**Exercise instructions:**
Report every line in the listing below where the string "patterned" shows up.

**Available data:**
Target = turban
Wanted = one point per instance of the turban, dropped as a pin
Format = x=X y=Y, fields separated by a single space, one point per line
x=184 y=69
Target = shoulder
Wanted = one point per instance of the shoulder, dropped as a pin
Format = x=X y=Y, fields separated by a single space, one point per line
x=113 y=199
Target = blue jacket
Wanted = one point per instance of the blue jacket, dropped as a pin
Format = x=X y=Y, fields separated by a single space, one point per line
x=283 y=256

--

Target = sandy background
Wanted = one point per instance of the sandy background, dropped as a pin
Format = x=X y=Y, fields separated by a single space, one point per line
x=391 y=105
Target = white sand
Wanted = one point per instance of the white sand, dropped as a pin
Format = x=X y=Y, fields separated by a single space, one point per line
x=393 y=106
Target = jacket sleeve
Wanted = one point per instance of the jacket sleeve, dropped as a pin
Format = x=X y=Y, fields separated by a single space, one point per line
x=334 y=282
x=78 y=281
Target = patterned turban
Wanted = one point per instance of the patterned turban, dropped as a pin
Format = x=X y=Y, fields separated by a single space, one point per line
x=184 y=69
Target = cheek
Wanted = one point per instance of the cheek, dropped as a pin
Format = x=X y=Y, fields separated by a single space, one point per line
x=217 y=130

**Output below:**
Target = patterned turban
Wanted = one point per instance of the patterned turban, dropped as a pin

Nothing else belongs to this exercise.